**Problem requirements**:
Locate each line below that contains the word "negative", and copy all of those lines.

**Material provided**:

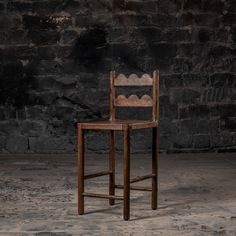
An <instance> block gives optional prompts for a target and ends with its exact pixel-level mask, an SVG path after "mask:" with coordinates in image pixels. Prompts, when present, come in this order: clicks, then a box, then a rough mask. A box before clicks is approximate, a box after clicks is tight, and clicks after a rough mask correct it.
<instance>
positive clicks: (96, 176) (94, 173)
mask: <svg viewBox="0 0 236 236" xmlns="http://www.w3.org/2000/svg"><path fill="white" fill-rule="evenodd" d="M111 173H112V172H111V171H109V170H107V171H101V172H98V173H94V174H89V175H85V176H84V179H92V178H95V177H99V176H103V175H109V174H111Z"/></svg>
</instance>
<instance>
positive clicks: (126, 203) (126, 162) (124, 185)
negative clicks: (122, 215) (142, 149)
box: [123, 126, 130, 220]
mask: <svg viewBox="0 0 236 236" xmlns="http://www.w3.org/2000/svg"><path fill="white" fill-rule="evenodd" d="M123 217H124V220H129V217H130V127H129V126H127V127H126V129H125V130H124V210H123Z"/></svg>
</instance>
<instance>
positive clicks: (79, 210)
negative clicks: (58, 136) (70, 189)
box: [78, 125, 84, 215]
mask: <svg viewBox="0 0 236 236" xmlns="http://www.w3.org/2000/svg"><path fill="white" fill-rule="evenodd" d="M83 192H84V132H83V129H82V127H81V125H79V126H78V213H79V214H80V215H83V214H84V196H83Z"/></svg>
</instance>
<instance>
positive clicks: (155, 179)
mask: <svg viewBox="0 0 236 236" xmlns="http://www.w3.org/2000/svg"><path fill="white" fill-rule="evenodd" d="M152 174H154V175H155V176H154V177H152V209H153V210H156V209H157V195H158V182H157V181H158V128H157V127H155V128H153V129H152Z"/></svg>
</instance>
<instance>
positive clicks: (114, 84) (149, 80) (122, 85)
mask: <svg viewBox="0 0 236 236" xmlns="http://www.w3.org/2000/svg"><path fill="white" fill-rule="evenodd" d="M114 85H115V86H152V85H153V79H152V78H151V77H150V75H148V74H143V75H142V77H141V78H139V77H138V76H137V75H136V74H131V75H130V76H129V77H128V78H127V77H126V76H125V75H124V74H119V76H118V77H117V78H115V84H114Z"/></svg>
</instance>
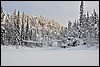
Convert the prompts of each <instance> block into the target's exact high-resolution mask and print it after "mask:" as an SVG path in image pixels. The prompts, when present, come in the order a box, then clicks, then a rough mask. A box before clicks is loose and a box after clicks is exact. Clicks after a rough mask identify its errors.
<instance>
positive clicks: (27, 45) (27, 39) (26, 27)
mask: <svg viewBox="0 0 100 67" xmlns="http://www.w3.org/2000/svg"><path fill="white" fill-rule="evenodd" d="M28 22H29V17H28V16H27V24H26V29H25V40H29V24H28ZM25 46H28V43H25Z"/></svg>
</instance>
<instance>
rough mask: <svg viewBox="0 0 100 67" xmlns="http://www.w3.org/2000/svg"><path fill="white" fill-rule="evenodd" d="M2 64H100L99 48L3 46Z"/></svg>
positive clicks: (58, 65)
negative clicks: (60, 48) (86, 49)
mask: <svg viewBox="0 0 100 67" xmlns="http://www.w3.org/2000/svg"><path fill="white" fill-rule="evenodd" d="M1 66H99V50H98V49H97V50H67V49H61V50H52V49H51V50H43V49H40V48H37V49H19V50H17V49H15V50H14V49H6V48H1Z"/></svg>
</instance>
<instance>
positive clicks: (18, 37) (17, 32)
mask: <svg viewBox="0 0 100 67" xmlns="http://www.w3.org/2000/svg"><path fill="white" fill-rule="evenodd" d="M16 19H17V20H16V35H17V46H19V45H20V43H21V41H20V27H19V23H20V15H19V11H18V14H17V17H16Z"/></svg>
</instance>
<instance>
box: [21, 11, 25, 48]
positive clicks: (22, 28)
mask: <svg viewBox="0 0 100 67" xmlns="http://www.w3.org/2000/svg"><path fill="white" fill-rule="evenodd" d="M23 40H24V12H23V14H22V25H21V45H22V46H23Z"/></svg>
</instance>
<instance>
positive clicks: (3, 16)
mask: <svg viewBox="0 0 100 67" xmlns="http://www.w3.org/2000/svg"><path fill="white" fill-rule="evenodd" d="M4 16H5V14H4V11H3V7H2V6H1V44H3V45H4V33H5V29H4V26H3V24H4Z"/></svg>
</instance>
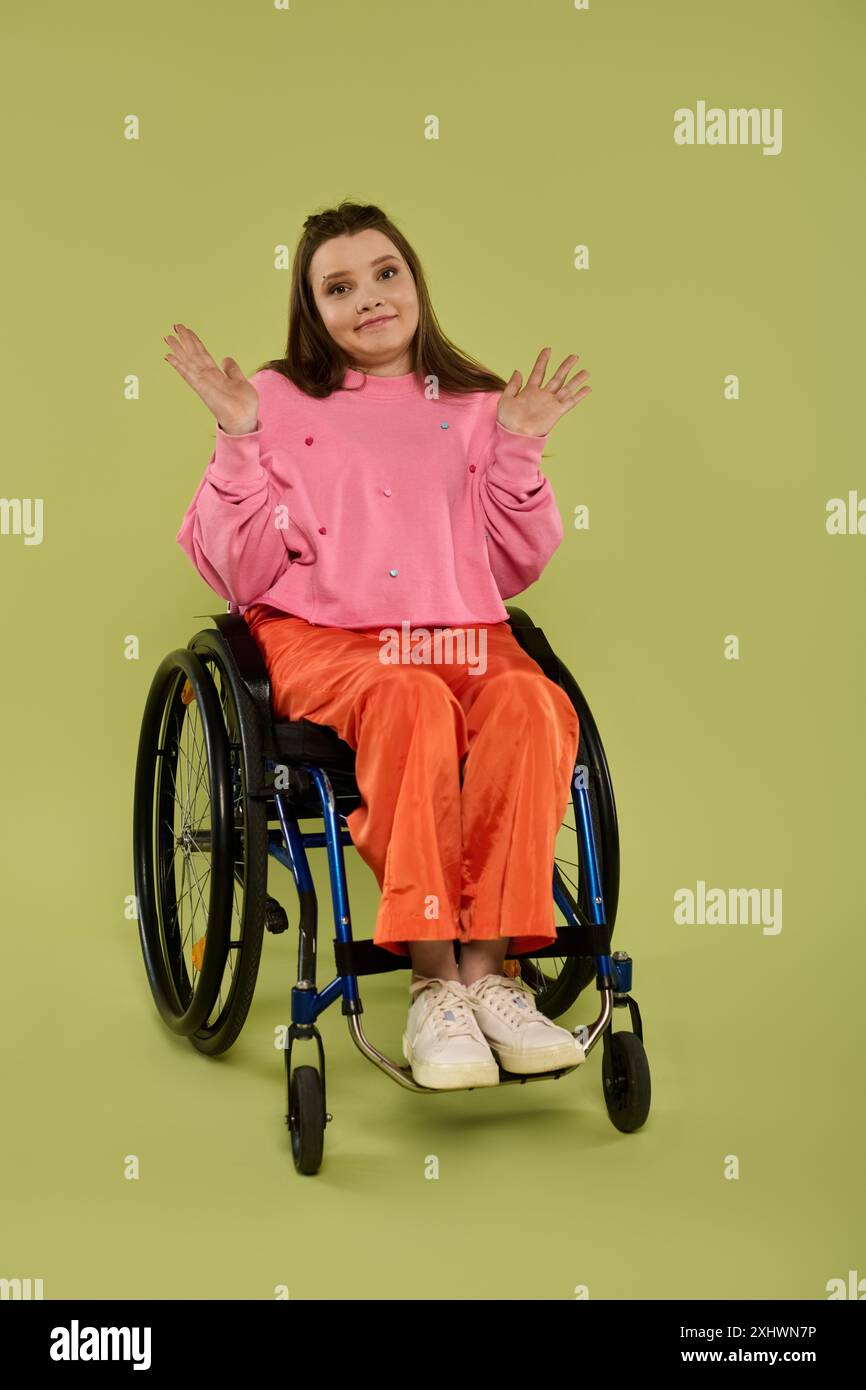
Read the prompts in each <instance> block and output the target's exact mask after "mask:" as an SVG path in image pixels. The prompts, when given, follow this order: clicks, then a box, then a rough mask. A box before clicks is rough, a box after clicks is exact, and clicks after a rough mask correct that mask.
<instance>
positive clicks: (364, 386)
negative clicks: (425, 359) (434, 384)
mask: <svg viewBox="0 0 866 1390" xmlns="http://www.w3.org/2000/svg"><path fill="white" fill-rule="evenodd" d="M343 389H345V391H360V395H361V396H367V398H370V399H373V400H392V399H393V398H395V396H417V395H423V392H424V388H423V386H421V385H420V382H418V378H417V375H416V373H414V371H406V373H403V374H402V375H400V377H373V375H370V374H368V373H366V371H357V370H356V368H354V367H346V371H345V375H343Z"/></svg>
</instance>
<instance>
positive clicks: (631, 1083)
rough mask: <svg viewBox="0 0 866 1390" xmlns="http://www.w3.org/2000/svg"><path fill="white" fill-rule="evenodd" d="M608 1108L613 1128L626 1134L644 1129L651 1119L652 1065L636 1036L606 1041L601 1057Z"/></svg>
mask: <svg viewBox="0 0 866 1390" xmlns="http://www.w3.org/2000/svg"><path fill="white" fill-rule="evenodd" d="M602 1081H603V1086H605V1105H606V1106H607V1113H609V1116H610V1119H612V1122H613V1125H614V1126H616V1127H617V1129H619V1130H621V1131H623V1133H624V1134H631V1131H632V1130H637V1129H639V1127H641V1125H642V1123H644V1122H645V1119H646V1116H648V1115H649V1093H651V1086H649V1062H648V1061H646V1051H645V1048H644V1044H642V1041H641V1038H639V1037H638V1036H637V1033H628V1031H619V1033H613V1031H612V1033H610V1036H609V1037H605V1052H603V1056H602Z"/></svg>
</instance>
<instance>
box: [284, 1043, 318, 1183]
mask: <svg viewBox="0 0 866 1390" xmlns="http://www.w3.org/2000/svg"><path fill="white" fill-rule="evenodd" d="M286 1123H288V1126H289V1131H291V1134H292V1158H293V1159H295V1168H296V1169H297V1172H299V1173H317V1172H318V1169H320V1168H321V1158H322V1151H324V1147H325V1123H327V1118H325V1099H324V1091H322V1084H321V1076H320V1074H318V1072H317V1070H316V1068H314V1066H297V1068H295V1070H293V1072H292V1080H291V1083H289V1113H288V1115H286Z"/></svg>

**Answer for this exercise**:
negative clicks: (122, 215) (142, 149)
negative clicks: (58, 136) (70, 189)
negative clicks: (60, 48) (86, 49)
negative clicks: (425, 359) (434, 384)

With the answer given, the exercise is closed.